#### Your goal:
Present the lines below as a Markdown table with the columns Row and Line, numbering each row and leaving out blank lines.

#### Input data:
————

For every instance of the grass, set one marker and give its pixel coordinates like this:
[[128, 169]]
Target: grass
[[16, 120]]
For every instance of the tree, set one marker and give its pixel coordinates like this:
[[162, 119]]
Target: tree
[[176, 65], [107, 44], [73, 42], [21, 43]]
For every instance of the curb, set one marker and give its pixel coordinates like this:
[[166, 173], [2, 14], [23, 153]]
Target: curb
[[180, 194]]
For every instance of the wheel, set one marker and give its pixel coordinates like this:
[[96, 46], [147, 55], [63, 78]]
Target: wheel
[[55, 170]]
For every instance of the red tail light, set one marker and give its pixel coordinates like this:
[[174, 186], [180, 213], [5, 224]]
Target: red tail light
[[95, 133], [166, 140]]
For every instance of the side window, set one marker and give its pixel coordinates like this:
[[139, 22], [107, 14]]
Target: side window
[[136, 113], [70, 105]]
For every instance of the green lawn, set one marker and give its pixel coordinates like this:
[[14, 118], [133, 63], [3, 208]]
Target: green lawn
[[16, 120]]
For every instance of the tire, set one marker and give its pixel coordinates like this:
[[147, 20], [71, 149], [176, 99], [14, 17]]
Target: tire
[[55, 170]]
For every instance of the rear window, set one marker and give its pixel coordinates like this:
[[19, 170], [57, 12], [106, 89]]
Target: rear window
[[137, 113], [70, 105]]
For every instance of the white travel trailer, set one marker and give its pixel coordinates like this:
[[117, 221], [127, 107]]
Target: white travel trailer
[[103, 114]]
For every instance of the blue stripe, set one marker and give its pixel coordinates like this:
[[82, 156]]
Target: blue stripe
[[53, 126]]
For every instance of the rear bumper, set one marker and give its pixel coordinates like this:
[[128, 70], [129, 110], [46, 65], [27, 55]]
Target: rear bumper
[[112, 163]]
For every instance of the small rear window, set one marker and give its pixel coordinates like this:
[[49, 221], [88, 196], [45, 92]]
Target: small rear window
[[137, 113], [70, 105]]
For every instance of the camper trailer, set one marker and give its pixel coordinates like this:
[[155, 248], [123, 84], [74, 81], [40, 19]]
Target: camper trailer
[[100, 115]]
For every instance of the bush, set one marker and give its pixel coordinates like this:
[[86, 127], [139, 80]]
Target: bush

————

#### Reply:
| Row | Line |
|---|---|
| 1 | For every instance of the grass, set one marker and give its pixel coordinates like this: |
| 2 | [[128, 169]] |
| 3 | Target: grass |
| 4 | [[16, 120]] |
| 5 | For every instance of the tree, set one marker and give its pixel coordinates like this: |
| 6 | [[162, 119]] |
| 7 | Target: tree |
| 8 | [[176, 65], [107, 44], [73, 42], [21, 43]] |
| 9 | For every instance of the curb, set one marker and give its pixel coordinates like this: |
| 10 | [[166, 173], [2, 14], [23, 153]] |
| 11 | Target: curb |
| 12 | [[180, 194]] |
| 13 | For every instance of the wheel, set one marker and give its pixel coordinates like this: |
| 14 | [[96, 46], [147, 55], [63, 78]] |
| 15 | Target: wheel |
| 16 | [[55, 170]] |
| 17 | For every instance of the red tail light, set one marker and give its pixel coordinates like this: |
| 18 | [[174, 186], [180, 213], [5, 224]] |
| 19 | Target: red tail light |
| 20 | [[95, 133], [166, 140]] |
| 21 | For every instance of the side window, set one marker and give its pixel coordinates like this: |
| 22 | [[139, 22], [107, 14]] |
| 23 | Target: side window |
| 24 | [[136, 113], [70, 105]] |
| 25 | For every instance of the green lawn, set one marker and give its pixel coordinates like this: |
| 26 | [[14, 118], [133, 63], [3, 208]] |
| 27 | Target: green lawn |
| 28 | [[16, 120]] |
| 29 | For every instance of the tire, set one marker and give its pixel coordinates like this: |
| 30 | [[147, 20], [71, 149], [176, 99], [14, 17]] |
| 31 | Target: tire |
| 32 | [[55, 170]] |
| 33 | For every instance of the rear window, set one marker and give its pixel coordinates like this: |
| 34 | [[19, 170], [57, 12], [106, 89]] |
| 35 | Target: rear window |
| 36 | [[137, 113], [70, 105]] |
| 37 | For every instance of the white travel trailer, set one marker and give its pixel coordinates like this: |
| 38 | [[117, 221], [127, 107]] |
| 39 | Target: white travel trailer |
| 40 | [[103, 114]] |
| 41 | For every instance of the blue stripe, set one marker and give its pixel coordinates like this: |
| 42 | [[82, 156]] |
| 43 | Target: blue stripe |
| 44 | [[53, 126]] |
| 45 | For every instance of the rear bumper, set one marker and give its pixel coordinates like this: |
| 46 | [[128, 70], [129, 110], [46, 65], [27, 55]] |
| 47 | Target: rear bumper |
| 48 | [[112, 163]] |
| 49 | For every instance of the small rear window, set one marker and give its pixel coordinates like this: |
| 50 | [[49, 221], [88, 196], [45, 92]] |
| 51 | Target: small rear window |
| 52 | [[137, 113], [70, 105]] |
| 53 | For every instance of the camper trailer, set one marker and give its pixel coordinates like this: |
| 54 | [[155, 248], [123, 84], [74, 81], [40, 19]] |
| 55 | Target: camper trailer |
| 56 | [[100, 115]] |
| 57 | For every instance of the bush, set one marker and give its pixel coordinates like this: |
| 58 | [[86, 127], [139, 80]] |
| 59 | Target: bush |